- WHAT IS NEEDED: Reproduce a passage of the race report word for word, starting at "As we passed" and ending after "was on my own.".

- SELECTED TEXT:

-- Begin --

Neither of our nipples are bleeding (like the unfortunate man who just ran past us).

Around Mile 19, I looked at my Timex for my overall race time.  11:35. With ~7 miles to go, could we finish under 13 hours? It would be close. Jason suggested we discuss our chances while running instead of walking. I concurred.

As we passed the 12-hour mark, another athlete looked at me and said, “This is such a long time to be exercising.” Truer words have never been spoken.

When I was walking, it was a fast walk. Somewhere in the 12:30 pace. I’d wait for Jason to start running again and catch up to me. I got a little bit past the Mile 22 aid station and turned around to coax Jason to start running again. He waved me on, “Leave me! You go! I’ll see you at the finish!”

It was very soap opera-like (in my head). At this point, everything was overly dramatic. I was on my own.

I just kept doing the same thing. Running as far as I could, then walking as little as I could before running again. Our race bibs had to be on our fronts for the run, so all of the spectators and aid station volunteers were encouraging me by name. “You’re almost there, Molly!” By this time, it was dusk. The reality of the finish was *right there* and yet so far away. The volunteers at these aid stations were phenomenal. I made a point to thank them as I walked through.

-- End --

Labeled-object pointing entries:
-- Begin --

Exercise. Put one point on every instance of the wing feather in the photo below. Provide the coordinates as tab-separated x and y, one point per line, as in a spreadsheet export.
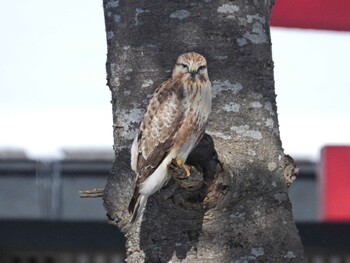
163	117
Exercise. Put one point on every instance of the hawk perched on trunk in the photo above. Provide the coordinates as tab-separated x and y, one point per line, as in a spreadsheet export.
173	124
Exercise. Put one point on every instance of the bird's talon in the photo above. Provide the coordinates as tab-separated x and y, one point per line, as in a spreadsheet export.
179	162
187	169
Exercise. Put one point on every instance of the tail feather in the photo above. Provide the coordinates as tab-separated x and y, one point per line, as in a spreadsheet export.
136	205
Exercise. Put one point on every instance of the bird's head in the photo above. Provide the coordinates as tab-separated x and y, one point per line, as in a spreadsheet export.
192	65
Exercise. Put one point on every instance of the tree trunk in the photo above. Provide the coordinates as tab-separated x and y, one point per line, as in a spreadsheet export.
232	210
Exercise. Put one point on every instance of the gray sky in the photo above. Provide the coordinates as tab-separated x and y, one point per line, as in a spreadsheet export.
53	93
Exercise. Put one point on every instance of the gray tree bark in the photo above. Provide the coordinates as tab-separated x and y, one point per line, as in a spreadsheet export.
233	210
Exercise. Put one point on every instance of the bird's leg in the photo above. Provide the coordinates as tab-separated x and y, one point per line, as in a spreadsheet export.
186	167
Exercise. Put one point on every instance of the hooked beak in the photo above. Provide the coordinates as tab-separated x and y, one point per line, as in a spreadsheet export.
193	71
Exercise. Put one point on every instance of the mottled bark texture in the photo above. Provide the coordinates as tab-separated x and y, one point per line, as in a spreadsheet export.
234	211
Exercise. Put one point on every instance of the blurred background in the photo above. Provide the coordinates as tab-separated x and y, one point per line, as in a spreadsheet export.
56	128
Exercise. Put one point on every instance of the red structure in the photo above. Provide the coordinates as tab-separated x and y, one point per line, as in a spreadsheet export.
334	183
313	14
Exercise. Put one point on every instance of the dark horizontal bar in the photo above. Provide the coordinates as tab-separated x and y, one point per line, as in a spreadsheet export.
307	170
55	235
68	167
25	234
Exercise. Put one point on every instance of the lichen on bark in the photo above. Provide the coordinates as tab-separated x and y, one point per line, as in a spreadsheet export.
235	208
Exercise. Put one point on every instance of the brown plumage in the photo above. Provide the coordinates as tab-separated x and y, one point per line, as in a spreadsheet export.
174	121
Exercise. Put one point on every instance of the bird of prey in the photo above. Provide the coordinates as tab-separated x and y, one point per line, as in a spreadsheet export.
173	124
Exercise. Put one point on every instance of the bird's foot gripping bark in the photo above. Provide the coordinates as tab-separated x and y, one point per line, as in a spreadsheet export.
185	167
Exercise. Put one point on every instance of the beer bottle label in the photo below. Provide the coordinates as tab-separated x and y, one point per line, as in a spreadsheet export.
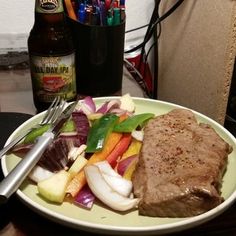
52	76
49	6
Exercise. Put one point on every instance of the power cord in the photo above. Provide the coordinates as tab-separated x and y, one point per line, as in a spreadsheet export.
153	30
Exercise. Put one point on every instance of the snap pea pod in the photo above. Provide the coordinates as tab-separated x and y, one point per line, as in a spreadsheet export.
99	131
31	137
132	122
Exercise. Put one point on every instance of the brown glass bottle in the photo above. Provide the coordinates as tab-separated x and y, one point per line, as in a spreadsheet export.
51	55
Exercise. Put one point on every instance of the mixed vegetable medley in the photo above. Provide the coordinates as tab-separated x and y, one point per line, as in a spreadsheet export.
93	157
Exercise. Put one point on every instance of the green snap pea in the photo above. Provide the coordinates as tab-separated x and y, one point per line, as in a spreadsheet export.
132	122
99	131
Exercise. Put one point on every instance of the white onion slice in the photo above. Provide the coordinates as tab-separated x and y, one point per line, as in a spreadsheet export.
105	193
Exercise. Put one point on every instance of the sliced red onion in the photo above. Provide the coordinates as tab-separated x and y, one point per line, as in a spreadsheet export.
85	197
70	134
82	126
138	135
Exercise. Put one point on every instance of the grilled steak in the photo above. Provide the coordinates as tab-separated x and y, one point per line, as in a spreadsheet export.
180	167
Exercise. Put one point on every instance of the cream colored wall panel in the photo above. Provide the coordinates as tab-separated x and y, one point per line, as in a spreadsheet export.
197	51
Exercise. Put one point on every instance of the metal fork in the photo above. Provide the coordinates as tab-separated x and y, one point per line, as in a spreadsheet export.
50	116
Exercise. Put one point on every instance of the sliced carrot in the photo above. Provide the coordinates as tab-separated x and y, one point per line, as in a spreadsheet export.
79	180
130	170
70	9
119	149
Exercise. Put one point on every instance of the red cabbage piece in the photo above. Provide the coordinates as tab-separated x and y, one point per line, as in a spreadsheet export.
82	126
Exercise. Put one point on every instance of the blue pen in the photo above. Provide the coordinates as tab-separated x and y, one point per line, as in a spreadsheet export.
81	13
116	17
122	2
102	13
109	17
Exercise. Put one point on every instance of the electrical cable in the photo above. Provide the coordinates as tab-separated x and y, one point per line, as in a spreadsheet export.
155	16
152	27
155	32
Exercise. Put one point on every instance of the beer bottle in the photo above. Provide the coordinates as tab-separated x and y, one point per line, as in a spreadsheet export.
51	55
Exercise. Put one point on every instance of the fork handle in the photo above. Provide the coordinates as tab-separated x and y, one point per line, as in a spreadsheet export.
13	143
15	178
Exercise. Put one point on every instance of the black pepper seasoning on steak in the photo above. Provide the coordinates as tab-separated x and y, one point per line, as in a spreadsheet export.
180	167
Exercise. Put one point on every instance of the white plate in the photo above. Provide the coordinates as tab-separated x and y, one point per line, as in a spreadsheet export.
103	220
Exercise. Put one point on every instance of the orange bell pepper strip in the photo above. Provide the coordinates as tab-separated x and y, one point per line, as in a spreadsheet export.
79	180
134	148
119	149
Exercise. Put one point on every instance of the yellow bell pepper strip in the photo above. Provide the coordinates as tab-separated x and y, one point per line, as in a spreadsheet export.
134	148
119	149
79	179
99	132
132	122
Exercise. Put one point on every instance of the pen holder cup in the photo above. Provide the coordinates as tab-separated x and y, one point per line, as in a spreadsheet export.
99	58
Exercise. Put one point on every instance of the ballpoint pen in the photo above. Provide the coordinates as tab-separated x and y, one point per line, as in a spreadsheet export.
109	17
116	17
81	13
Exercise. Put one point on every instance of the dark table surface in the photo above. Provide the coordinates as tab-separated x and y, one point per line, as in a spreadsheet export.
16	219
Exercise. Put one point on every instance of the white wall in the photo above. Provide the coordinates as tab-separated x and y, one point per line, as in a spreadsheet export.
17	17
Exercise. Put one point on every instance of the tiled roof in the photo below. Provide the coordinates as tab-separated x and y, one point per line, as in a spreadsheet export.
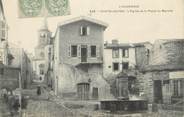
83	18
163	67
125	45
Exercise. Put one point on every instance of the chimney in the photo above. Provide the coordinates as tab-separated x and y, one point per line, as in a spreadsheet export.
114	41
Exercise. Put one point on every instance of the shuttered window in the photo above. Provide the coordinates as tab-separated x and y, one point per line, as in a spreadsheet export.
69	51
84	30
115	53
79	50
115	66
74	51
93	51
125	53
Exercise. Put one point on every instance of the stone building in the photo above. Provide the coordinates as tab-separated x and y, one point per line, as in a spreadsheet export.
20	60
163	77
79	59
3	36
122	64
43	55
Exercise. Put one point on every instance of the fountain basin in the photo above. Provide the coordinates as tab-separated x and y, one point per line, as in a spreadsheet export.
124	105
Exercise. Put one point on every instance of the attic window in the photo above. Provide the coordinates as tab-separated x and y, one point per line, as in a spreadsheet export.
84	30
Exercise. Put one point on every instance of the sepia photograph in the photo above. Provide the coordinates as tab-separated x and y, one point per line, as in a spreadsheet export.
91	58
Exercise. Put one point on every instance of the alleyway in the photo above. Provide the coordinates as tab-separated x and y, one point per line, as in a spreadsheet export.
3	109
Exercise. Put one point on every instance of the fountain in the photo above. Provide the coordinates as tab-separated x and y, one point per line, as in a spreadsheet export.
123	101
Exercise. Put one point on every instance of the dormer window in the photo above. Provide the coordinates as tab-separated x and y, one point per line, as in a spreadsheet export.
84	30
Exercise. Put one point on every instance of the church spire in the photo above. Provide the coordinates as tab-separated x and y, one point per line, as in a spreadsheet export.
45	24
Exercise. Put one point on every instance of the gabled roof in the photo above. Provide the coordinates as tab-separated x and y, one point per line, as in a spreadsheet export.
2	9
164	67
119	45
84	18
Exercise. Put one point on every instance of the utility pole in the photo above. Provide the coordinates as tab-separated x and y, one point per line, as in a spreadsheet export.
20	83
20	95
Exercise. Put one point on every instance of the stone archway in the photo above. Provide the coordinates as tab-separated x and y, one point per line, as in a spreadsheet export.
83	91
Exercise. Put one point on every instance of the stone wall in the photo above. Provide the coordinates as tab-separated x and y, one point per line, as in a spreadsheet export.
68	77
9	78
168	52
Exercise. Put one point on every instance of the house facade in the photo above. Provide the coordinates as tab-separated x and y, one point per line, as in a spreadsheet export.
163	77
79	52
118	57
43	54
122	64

-- End --

- PROBLEM SOLUTION:
As we passed the 12-hour mark, another athlete looked at me and said, “This is such a long time to be exercising.” Truer words have never been spoken.

When I was walking, it was a fast walk. Somewhere in the 12:30 pace. I’d wait for Jason to start running again and catch up to me. I got a little bit past the Mile 22 aid station and turned around to coax Jason to start running again. He waved me on, “Leave me! You go! I’ll see you at the finish!”

It was very soap opera-like (in my head). At this point, everything was overly dramatic. I was on my own.